# [WHAT IS ASKED]
Render the material below as a two-column CSV with the headers "task" and "points". Give one row for each line beginning "Task:", putting that line's text and its answer each in a single quoted field with line breaks replaced by spaces, and leave out the pictures.

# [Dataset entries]
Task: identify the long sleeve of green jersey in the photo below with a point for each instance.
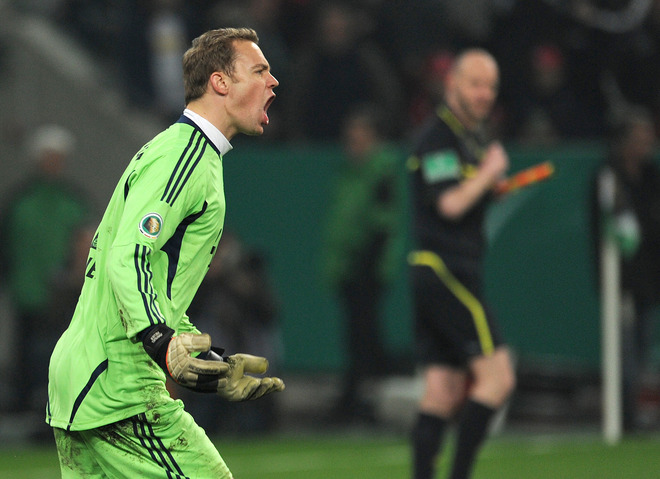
(157, 259)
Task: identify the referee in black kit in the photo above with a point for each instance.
(468, 372)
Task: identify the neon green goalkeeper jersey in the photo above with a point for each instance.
(150, 253)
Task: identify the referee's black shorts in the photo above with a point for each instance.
(452, 323)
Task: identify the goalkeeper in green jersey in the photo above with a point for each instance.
(107, 402)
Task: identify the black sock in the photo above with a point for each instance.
(426, 440)
(472, 429)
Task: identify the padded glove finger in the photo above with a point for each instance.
(197, 374)
(239, 387)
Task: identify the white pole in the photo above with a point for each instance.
(612, 403)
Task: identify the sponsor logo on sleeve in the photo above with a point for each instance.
(150, 225)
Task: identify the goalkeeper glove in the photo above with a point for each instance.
(209, 372)
(173, 354)
(239, 387)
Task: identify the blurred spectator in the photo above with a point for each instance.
(431, 87)
(167, 39)
(38, 226)
(236, 304)
(264, 16)
(552, 110)
(336, 70)
(362, 250)
(626, 203)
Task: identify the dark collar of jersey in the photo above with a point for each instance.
(188, 121)
(468, 138)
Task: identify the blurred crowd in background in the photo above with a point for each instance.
(569, 67)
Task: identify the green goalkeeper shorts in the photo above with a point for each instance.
(165, 442)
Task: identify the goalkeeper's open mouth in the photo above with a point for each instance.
(265, 119)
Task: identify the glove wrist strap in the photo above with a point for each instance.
(155, 341)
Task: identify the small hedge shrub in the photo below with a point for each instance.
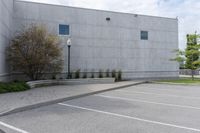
(13, 87)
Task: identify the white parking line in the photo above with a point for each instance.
(149, 93)
(143, 101)
(130, 117)
(12, 127)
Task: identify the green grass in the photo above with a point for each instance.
(183, 80)
(13, 87)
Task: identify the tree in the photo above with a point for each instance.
(191, 54)
(35, 51)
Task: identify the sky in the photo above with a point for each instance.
(187, 11)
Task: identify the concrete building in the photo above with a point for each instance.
(139, 45)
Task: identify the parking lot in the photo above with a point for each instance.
(146, 108)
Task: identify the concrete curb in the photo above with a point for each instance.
(37, 105)
(194, 84)
(42, 83)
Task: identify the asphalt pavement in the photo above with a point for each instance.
(146, 108)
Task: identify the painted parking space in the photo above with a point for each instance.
(112, 112)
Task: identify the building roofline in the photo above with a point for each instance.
(59, 5)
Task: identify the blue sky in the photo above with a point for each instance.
(186, 10)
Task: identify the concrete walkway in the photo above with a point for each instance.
(16, 102)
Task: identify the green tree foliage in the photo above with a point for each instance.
(191, 55)
(35, 51)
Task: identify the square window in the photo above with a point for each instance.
(144, 35)
(63, 29)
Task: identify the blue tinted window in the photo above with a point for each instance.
(144, 35)
(63, 29)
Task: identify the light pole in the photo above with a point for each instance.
(69, 45)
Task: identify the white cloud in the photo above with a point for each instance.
(186, 10)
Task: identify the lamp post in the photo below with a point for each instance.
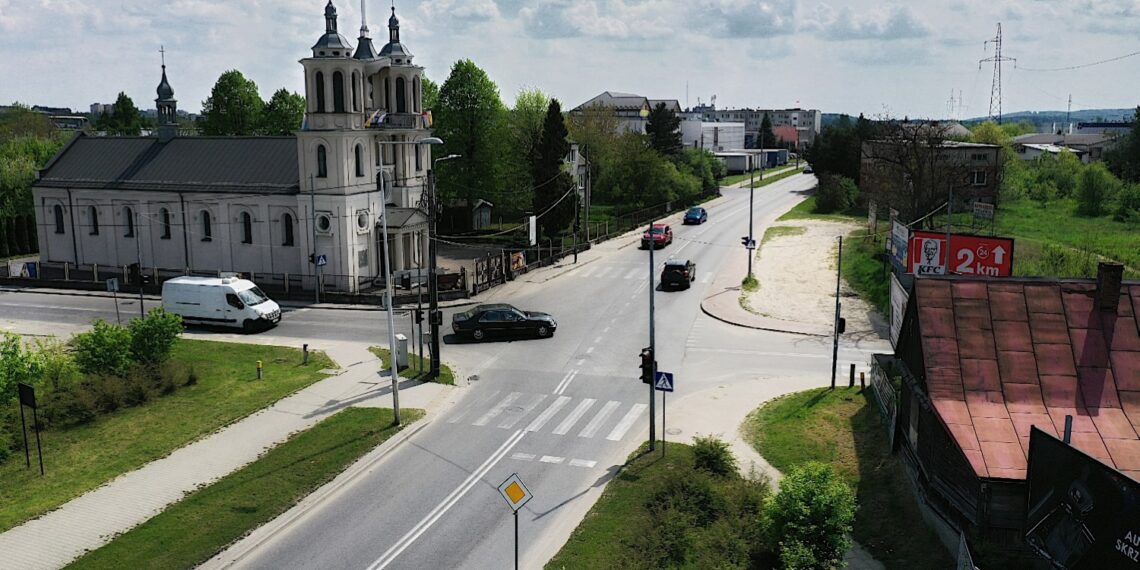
(434, 319)
(388, 273)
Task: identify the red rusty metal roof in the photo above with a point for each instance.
(1003, 356)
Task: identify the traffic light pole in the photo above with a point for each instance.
(652, 343)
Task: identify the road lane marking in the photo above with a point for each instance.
(509, 422)
(548, 413)
(572, 418)
(497, 409)
(619, 431)
(596, 422)
(472, 406)
(447, 503)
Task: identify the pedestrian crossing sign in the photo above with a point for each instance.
(514, 491)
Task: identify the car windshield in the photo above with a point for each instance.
(252, 296)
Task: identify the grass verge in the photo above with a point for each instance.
(80, 458)
(208, 520)
(415, 363)
(661, 512)
(841, 428)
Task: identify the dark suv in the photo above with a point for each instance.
(678, 273)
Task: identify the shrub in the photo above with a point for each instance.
(713, 455)
(104, 350)
(811, 516)
(153, 336)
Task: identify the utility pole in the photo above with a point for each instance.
(652, 342)
(138, 251)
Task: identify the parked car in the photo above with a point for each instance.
(678, 273)
(501, 320)
(220, 301)
(660, 236)
(695, 214)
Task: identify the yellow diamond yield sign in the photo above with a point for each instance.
(514, 491)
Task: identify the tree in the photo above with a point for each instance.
(469, 117)
(555, 197)
(234, 107)
(283, 114)
(662, 127)
(811, 518)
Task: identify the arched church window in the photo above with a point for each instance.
(338, 92)
(401, 103)
(322, 162)
(129, 216)
(320, 92)
(58, 210)
(246, 228)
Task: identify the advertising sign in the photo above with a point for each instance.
(1082, 514)
(986, 257)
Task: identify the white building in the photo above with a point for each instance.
(257, 205)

# [TASK RESPONSE]
task,points
"Task: identify the long sleeve of green jersey in the photo below with a point for each instance.","(157, 259)"
"Task: identify the referee in black kit in the photo above with a point for each instance.","(468, 372)"
"Task: identify the neon green goalkeeper jersey in the photo above with a point for each instance.","(150, 253)"
"Task: identify the referee's black shorts in the photo above with a point for each instance.","(452, 323)"
"Task: identify the goalkeeper in green jersey in the photo above with a point for each instance.","(107, 402)"
"Task: identify the black sock in the photo above with a point for each instance.","(426, 440) (472, 429)"
"Task: identify the padded glove finger in the photo above with a point for each instance.","(197, 374) (239, 387)"
"Task: identify the white pole in the photo above with a point for each instance.","(612, 403)"
"Task: identify the sponsor logo on sleeve in the photo above with a point for each instance.","(150, 225)"
"Task: identify the goalkeeper glove in the photo above with a point for each instance.","(209, 372) (173, 354) (239, 387)"
"Task: identify the blurred spectator in the photo above with a point for each instance.","(431, 87) (167, 39) (38, 226) (236, 304) (264, 16) (552, 110) (336, 70) (362, 250) (626, 203)"
"Task: identify the dark collar of jersey in the photo above with a point for each instance.","(188, 121) (468, 138)"
"Task: identify the blurred crowd in background in the photo above with a point for each instance.","(569, 67)"
"Task: identify the green goalkeeper shorts in the photo above with a point for each instance.","(165, 442)"
"Task: identify the goalkeeper's open mouth in the photo above with a point for each instance.","(265, 119)"
"Task: identify the glove wrist strap in the photo above with a point for each instance.","(155, 341)"
"Task: identify the small hedge shrub in the photo below with a point for each instance.","(13, 87)"
"Task: identify the white parking line in the photo above with a point for each instance.","(149, 93) (143, 101) (130, 117) (12, 127)"
"Task: identify the green grass in the photo above with a point for each instance.","(183, 80) (13, 87)"
"Task: identify the tree in the photo above with a point for each instance.","(191, 54) (35, 51)"
"Task: identify the sky in the photo above with a point for each instance.","(187, 11)"
"Task: identify the concrete building in the photo above with a point for each instance.","(139, 45)"
"Task: identify the parking lot in the photo above with a point for each instance.","(146, 108)"
"Task: identify the concrete curb in the photo above with a point for each instance.","(37, 105) (194, 84) (42, 83)"
"Task: identify the asphalt pavement in the photo above with a point for each instance.","(146, 108)"
"Task: identify the painted parking space in the photo above with a point for each instance.","(112, 112)"
"Task: identify the building roofline in the photo above with a point for each instance.","(59, 5)"
"Task: identify the blue sky in the photo above with a point for each instance.","(186, 10)"
"Task: identify the concrete walkway in the photo above with a point for each instance.","(16, 102)"
"Task: identify the green tree foliage in the photo above with a point for each instance.","(191, 55) (35, 51)"
"Task: identify the square window in the photo above with a point for each instance.","(144, 35) (63, 29)"
"Task: identify the blue tinted window in the photo above with a point for each instance.","(144, 35) (63, 29)"
"Task: identify the light pole in the photo above with a point for each instance.","(69, 45)"
"Task: identify the white cloud in the photo above with a point for each instance.","(186, 10)"
"Task: identify the lamp post in the photo below with a point for each instance.","(434, 319) (388, 273)"
"Task: identify the red rusty metal roof in the photo above with a point for each instance.","(1003, 356)"
"Task: identify the traffic light pole in the photo above with a point for each instance.","(652, 343)"
"Task: identify the road lane marking in the photo above with a point for each instance.","(509, 422) (548, 413) (572, 418) (497, 409) (619, 431) (596, 422) (472, 406) (447, 503)"
"Task: identify the pedestrian crossing sign in the photo above with a point for each instance.","(514, 491)"
"Task: identify the car windshield in the photo above with a point for each instance.","(252, 296)"
"Task: identify the grass verge in the photo above with a point for each instance.","(80, 458) (208, 520) (415, 363) (661, 512) (841, 428)"
"Task: identify the dark suv in the photo above with a point for each instance.","(678, 273)"
"Task: identify the shrub in the photo above with a point for each instance.","(713, 455) (104, 350) (811, 516) (153, 336)"
"Task: identify the utility pole in the photo above with a point for each instance.","(652, 342) (138, 251)"
"Task: identify the parked car in the photo above with a point for each instance.","(678, 273) (501, 320) (220, 301) (660, 236) (695, 214)"
"Task: identify the yellow diamond yield sign in the photo above with a point for each instance.","(514, 491)"
"Task: identify the tree in the photo above with a point for each instance.","(469, 117) (555, 197) (234, 107) (283, 114) (662, 127) (811, 518)"
"Task: identify the arched church window in the photo above with a point for each instance.","(338, 92) (401, 103) (322, 162) (129, 216) (320, 92) (58, 210) (246, 228)"
"Task: identify the advertising sign in the photo above with a point for each instance.","(1082, 514) (986, 257)"
"Task: identify the white building in the photo above with a point for each instance.","(257, 205)"